__Set task__
Substitute "mark" for each "tag" throughout the data below and give the lines again with nothing else changed. Leave the pictures out.

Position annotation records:
= = = =
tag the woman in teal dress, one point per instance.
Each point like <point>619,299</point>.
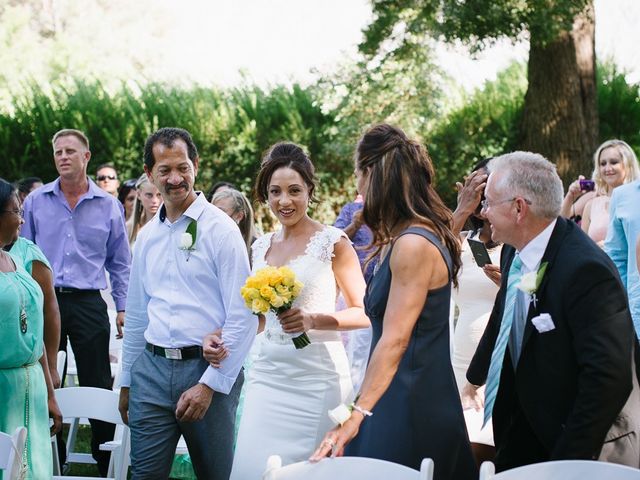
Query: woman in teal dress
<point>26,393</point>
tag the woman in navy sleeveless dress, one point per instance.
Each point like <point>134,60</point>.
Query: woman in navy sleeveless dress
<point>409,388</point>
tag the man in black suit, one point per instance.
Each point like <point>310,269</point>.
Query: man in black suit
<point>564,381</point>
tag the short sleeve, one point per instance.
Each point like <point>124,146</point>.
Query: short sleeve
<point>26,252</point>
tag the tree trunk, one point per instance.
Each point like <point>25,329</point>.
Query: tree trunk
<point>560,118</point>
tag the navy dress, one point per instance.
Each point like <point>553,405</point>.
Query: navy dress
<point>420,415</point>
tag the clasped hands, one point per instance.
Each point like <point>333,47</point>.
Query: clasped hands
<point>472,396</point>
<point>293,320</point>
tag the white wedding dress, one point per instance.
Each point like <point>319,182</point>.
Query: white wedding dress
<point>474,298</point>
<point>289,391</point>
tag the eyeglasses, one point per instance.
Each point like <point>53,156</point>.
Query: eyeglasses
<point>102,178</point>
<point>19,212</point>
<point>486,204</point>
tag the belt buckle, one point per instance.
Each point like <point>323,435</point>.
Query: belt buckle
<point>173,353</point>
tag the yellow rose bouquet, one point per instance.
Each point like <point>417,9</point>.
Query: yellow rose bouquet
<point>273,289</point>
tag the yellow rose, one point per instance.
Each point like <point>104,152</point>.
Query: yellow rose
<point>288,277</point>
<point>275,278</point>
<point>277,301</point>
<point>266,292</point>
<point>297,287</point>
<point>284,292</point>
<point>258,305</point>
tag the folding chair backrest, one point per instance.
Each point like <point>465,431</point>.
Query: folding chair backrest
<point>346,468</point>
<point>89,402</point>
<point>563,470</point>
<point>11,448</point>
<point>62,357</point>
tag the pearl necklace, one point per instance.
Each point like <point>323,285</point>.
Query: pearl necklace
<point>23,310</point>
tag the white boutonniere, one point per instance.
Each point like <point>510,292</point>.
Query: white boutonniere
= = = =
__Task output__
mark the woman in teal dress, one point per instance.
Each point like <point>619,299</point>.
Query: woman in teal dress
<point>26,393</point>
mark the woman in navy sleeveless dress, one point per instance.
Each point like <point>134,60</point>.
Query: woman in navy sleeveless dress
<point>409,388</point>
mark the man in black suit, one point per instance.
Each point like <point>310,269</point>.
Query: man in black suit
<point>564,381</point>
mark the short sleeve, one point per instance.
Each point like <point>124,146</point>.
Query: short sleeve
<point>26,252</point>
mark the tree trunk, one point per instance.
Each point like <point>25,329</point>.
Query: tree trunk
<point>560,118</point>
mark the navy dress, one point per instance.
Each point like <point>553,405</point>.
Query: navy dress
<point>420,415</point>
mark the clasped hands, one point per instance.
Each point like <point>333,47</point>.
Query: clasped hands
<point>472,396</point>
<point>293,320</point>
mark the white wedding dress, one point per instance.
Each point like <point>319,182</point>.
Query: white wedding dress
<point>474,298</point>
<point>289,391</point>
mark the eyeglasses, one point per instance.
Each point like <point>53,156</point>.
Query: eyeglasses
<point>102,178</point>
<point>19,212</point>
<point>486,204</point>
mark the belt buckle, one point per instance.
Each point like <point>323,435</point>.
Query: belt buckle
<point>173,353</point>
mark the yellow rose bouquet, one point per instance.
Each point like <point>417,9</point>.
Query: yellow rose bouquet
<point>273,289</point>
mark the yellow rose, one point per instance.
Each point like <point>104,152</point>.
Query: yellow rose
<point>288,277</point>
<point>275,278</point>
<point>277,301</point>
<point>266,292</point>
<point>297,287</point>
<point>284,292</point>
<point>258,305</point>
mark the folding chair backrest, one point per instance.
Each point like <point>465,431</point>.
Query: folding chair backrest
<point>346,468</point>
<point>89,402</point>
<point>563,470</point>
<point>11,448</point>
<point>62,357</point>
mark the pearl necklace, one point per instance.
Each point like <point>323,285</point>.
Query: pearl necklace
<point>23,310</point>
mark the white boutonniere, one point per instance.
Each point like <point>510,292</point>.
Query: white boutonniere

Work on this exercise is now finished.